— Opdracht —
Schrijf alsjeblieft de regels vanaf het begin van de items tot en met de regel met "pixel 48 264" letterlijk over.

— Gegevens voor puntplaatsing —
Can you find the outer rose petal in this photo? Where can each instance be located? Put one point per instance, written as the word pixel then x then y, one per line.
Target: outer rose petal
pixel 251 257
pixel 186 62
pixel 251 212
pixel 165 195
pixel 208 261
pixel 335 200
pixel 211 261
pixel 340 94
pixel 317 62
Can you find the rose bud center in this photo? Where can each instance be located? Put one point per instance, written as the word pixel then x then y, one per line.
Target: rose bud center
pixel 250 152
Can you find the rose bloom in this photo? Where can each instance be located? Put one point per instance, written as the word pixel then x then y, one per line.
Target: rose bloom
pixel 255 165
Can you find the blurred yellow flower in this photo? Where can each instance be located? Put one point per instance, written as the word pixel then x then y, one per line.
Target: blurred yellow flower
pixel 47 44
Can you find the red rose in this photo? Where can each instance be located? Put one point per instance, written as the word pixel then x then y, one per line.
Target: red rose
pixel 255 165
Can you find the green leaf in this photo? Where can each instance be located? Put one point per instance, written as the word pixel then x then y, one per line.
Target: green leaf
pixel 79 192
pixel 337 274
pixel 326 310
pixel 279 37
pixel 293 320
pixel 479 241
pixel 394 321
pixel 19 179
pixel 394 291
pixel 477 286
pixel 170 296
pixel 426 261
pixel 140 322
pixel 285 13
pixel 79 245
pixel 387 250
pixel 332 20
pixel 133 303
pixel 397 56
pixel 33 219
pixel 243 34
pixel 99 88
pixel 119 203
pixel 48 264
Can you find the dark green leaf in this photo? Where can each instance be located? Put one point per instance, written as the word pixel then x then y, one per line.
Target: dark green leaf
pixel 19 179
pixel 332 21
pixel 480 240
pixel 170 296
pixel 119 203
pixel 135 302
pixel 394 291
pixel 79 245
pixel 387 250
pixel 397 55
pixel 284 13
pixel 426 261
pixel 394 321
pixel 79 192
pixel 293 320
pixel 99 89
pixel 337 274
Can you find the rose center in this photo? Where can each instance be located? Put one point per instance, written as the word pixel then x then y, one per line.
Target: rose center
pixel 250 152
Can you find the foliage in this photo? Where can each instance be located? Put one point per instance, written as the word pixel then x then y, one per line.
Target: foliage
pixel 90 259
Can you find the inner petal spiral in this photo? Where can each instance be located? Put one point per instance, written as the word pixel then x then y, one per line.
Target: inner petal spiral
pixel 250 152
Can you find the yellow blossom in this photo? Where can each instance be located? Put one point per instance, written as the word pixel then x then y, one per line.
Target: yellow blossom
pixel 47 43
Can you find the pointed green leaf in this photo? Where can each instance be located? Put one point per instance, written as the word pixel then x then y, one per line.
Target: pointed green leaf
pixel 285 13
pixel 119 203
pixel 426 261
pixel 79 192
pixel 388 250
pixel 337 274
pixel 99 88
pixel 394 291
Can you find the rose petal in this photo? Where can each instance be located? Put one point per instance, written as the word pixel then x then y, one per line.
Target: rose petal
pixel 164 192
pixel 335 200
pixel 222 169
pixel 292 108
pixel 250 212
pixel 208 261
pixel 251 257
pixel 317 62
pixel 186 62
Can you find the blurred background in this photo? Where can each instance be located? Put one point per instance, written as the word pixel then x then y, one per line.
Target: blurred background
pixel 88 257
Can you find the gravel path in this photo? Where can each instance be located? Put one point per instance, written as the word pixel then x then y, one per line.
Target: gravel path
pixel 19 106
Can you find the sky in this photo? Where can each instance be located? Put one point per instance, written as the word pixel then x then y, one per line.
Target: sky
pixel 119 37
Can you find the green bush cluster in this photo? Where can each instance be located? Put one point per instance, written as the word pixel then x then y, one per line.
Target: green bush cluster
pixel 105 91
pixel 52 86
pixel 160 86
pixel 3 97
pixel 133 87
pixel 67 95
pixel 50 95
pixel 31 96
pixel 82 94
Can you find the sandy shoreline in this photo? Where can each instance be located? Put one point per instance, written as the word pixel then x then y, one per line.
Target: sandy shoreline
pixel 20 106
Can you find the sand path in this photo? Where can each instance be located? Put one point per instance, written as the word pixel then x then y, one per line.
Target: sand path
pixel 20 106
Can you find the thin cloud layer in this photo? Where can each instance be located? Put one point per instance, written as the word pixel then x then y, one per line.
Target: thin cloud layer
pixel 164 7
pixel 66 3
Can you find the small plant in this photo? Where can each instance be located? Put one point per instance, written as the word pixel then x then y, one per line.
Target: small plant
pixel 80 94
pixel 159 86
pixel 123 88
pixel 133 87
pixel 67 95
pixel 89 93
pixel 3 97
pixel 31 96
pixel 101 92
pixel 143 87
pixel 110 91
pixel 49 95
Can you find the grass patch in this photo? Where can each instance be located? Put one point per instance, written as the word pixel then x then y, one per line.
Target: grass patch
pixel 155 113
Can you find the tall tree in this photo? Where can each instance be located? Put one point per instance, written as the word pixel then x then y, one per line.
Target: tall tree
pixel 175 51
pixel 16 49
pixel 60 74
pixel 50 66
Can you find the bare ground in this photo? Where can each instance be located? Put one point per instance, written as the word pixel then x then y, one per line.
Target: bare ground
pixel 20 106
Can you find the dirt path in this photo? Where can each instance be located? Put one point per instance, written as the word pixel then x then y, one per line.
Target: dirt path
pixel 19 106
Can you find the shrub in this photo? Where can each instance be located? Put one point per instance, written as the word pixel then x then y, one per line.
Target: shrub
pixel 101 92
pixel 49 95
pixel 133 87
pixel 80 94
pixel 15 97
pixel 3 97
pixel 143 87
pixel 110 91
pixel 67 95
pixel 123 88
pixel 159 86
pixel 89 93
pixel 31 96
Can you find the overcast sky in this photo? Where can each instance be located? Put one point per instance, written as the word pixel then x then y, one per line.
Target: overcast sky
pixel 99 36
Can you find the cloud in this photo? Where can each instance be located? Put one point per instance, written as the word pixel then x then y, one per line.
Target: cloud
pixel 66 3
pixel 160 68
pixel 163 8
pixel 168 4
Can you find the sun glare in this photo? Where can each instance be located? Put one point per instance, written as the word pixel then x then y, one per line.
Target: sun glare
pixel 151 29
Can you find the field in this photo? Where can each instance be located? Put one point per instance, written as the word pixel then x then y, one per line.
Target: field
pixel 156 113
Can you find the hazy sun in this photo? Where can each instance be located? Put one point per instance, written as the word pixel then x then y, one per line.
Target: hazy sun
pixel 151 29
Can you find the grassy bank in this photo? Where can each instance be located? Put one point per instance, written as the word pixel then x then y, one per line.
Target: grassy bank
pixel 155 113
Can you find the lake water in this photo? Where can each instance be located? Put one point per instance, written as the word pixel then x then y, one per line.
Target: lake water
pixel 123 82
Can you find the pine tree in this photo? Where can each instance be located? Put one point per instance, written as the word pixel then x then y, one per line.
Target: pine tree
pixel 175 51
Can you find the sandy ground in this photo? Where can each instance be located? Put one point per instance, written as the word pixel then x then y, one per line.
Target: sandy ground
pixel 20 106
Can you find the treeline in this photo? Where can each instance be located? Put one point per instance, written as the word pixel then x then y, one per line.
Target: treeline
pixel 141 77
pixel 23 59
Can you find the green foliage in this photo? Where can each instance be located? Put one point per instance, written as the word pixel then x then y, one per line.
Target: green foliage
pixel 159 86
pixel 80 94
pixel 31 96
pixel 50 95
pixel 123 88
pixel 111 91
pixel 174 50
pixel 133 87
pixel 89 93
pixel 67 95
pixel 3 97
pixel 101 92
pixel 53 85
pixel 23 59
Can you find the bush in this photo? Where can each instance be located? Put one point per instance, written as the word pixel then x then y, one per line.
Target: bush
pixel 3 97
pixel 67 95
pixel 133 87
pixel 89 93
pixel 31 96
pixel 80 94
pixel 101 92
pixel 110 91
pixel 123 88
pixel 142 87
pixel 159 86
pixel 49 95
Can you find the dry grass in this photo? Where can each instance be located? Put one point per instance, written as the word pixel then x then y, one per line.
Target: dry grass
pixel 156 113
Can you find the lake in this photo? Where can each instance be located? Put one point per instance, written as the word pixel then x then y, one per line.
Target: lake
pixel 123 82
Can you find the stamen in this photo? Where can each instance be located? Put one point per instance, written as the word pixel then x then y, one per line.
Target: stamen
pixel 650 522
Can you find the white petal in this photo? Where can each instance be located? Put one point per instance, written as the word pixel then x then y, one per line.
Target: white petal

— Oplossing hieronder —
Can you find the outer rose petal in this photo? Where can each instance be located? Put one point per instance, written as the word pixel then x then y, one per line.
Target: outer rose petal
pixel 251 257
pixel 186 62
pixel 251 212
pixel 165 195
pixel 208 261
pixel 335 200
pixel 211 261
pixel 340 94
pixel 317 62
Can you find the rose bud center in this photo? Where can each instance be located? Put one point per instance, written as the word pixel then x then y, one per line.
Target: rose bud center
pixel 250 152
Can you find the rose bloom in this photo? Where can each instance be located? Put one point per instance, written as the word pixel then x then y, one per line.
Target: rose bloom
pixel 255 165
Can you find the blurred yellow flower in this photo? Where can each instance be located? Put one point per instance, written as the word pixel then x then y, one per line.
Target: blurred yellow flower
pixel 47 44
Can you find the red rose in this photo? Where can each instance be located? Put one point per instance, written as the word pixel then x then y, one per line.
Target: red rose
pixel 255 165
Can you find the green leaf in this photo? Where can each instance be located? Put one point per instance, written as the word pixel then x then y, one per line.
Target: green leaf
pixel 79 192
pixel 337 274
pixel 326 310
pixel 279 37
pixel 293 320
pixel 479 241
pixel 394 321
pixel 19 179
pixel 394 291
pixel 477 286
pixel 170 296
pixel 426 261
pixel 140 322
pixel 285 13
pixel 79 245
pixel 387 250
pixel 332 20
pixel 133 303
pixel 397 56
pixel 33 219
pixel 243 34
pixel 99 88
pixel 119 203
pixel 48 264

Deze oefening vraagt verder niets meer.